━━━━━ Given text
Press-Enterprise - 2/21/2024

In September 2020, Richard Shane Hampton called his mother from the Larry D. Smith Correctional Facility in Banning with a “really, really” important request.

Hampton spelled out the name of a fellow inmate — “R-o-s-e-n-d-o E-c-h-e-v-a-r-r-i-a” — and asked her to look up what he was in for. Hampton’s mother said it was child abuse.

Court records show that Echevarria was charged with four felony counts of molesting a child younger than 14 years old.

“Don’t get involved in it,” Hampton’s mother warned.

“No choice,” her son responded.

The call was captured on a recording and referred to in a court sentencing brief.

Three days after that call, on Sept. 8, Echevarria, 29, was dead.

Hampton was seen on jail video after the attack receiving congratulations from other inmates.

“Seven hours later, the defendant was in a holding cell when a correctional deputy walked in,” according to the sentencing brief filed by the Riverside County District Attorney’s Office in the murder case against Hampton. “The defendant told that correctional deputy that he (the defendant) made the world a safer place for the children.”

Hampton, 40, was in the Banning facility facing charges of assault with a deadly weapon, arson and vandalism. He was sentenced to 50 years to life in state prison on Feb. 2, 2024, for first-degree murder.

A man accused of being an accomplice, Jason Lynn Barton, 46, has pleaded not guilty to a charge of murder and is due back in court on March 1. A second accused accomplice, Aaron Allen Aubrey, 29, killed himself in jail in December.
━━━━━━━━━━
━━━━━ Dataset entries
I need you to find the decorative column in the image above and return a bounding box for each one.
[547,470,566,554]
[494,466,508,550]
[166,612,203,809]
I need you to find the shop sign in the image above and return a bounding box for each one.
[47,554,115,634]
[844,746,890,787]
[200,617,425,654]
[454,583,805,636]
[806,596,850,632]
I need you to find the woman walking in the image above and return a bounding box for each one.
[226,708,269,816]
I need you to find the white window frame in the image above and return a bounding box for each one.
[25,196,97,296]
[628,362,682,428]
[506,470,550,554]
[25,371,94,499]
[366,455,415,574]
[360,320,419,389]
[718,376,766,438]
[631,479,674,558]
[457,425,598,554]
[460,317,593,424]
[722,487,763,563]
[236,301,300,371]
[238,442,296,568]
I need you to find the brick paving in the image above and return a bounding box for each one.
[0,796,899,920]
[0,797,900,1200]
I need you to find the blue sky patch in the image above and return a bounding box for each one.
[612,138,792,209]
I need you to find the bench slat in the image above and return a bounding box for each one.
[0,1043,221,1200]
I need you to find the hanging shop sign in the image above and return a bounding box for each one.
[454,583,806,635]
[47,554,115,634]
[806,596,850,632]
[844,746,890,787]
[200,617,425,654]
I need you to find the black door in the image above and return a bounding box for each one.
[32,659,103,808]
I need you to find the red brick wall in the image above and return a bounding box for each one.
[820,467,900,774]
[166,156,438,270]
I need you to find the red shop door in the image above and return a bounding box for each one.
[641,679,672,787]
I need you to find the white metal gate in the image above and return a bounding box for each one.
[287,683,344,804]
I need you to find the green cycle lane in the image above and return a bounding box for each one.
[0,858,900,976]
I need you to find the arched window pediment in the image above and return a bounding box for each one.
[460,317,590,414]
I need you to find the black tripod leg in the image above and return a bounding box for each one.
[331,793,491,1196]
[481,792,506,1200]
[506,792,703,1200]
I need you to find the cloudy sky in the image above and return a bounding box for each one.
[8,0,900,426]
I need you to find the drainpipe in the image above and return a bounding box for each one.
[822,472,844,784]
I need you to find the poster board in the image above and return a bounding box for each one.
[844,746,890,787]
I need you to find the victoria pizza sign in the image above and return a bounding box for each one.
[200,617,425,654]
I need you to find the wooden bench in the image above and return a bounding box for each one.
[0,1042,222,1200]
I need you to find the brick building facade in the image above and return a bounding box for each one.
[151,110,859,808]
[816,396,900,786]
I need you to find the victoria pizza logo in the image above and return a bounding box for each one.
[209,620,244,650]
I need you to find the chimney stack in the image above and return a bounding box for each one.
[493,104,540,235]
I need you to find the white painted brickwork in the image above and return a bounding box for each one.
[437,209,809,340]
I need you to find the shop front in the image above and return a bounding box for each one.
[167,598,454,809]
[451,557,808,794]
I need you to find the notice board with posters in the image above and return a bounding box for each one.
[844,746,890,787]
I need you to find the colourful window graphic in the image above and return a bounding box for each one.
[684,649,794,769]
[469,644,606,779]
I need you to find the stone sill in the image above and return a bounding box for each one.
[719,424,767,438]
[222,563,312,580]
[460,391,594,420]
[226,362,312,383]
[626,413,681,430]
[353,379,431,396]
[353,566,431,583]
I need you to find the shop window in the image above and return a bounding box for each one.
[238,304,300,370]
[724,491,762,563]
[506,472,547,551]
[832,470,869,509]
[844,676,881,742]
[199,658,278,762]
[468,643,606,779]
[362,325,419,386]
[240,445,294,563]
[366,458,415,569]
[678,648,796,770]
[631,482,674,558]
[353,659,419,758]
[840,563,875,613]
━━━━━━━━━━
Complete the following:
1) From the Press-Enterprise article, list the charges Hampton was facing while he was held in the Banning facility.
2) Transcribe the Press-Enterprise article from the words "In September 2020, Richard" up to and including the words "Hampton’s mother warned.".

Answers to the exercise:
1)
- Assault with a deadly weapon
- Arson
- Vandalism

2)
In September 2020, Richard Shane Hampton called his mother from the Larry D. Smith Correctional Facility in Banning with a “really, really” important request.

Hampton spelled out the name of a fellow inmate — “R-o-s-e-n-d-o E-c-h-e-v-a-r-r-i-a” — and asked her to look up what he was in for. Hampton’s mother said it was child abuse.

Court records show that Echevarria was charged with four felony counts of molesting a child younger than 14 years old.

“Don’t get involved in it,” Hampton’s mother warned.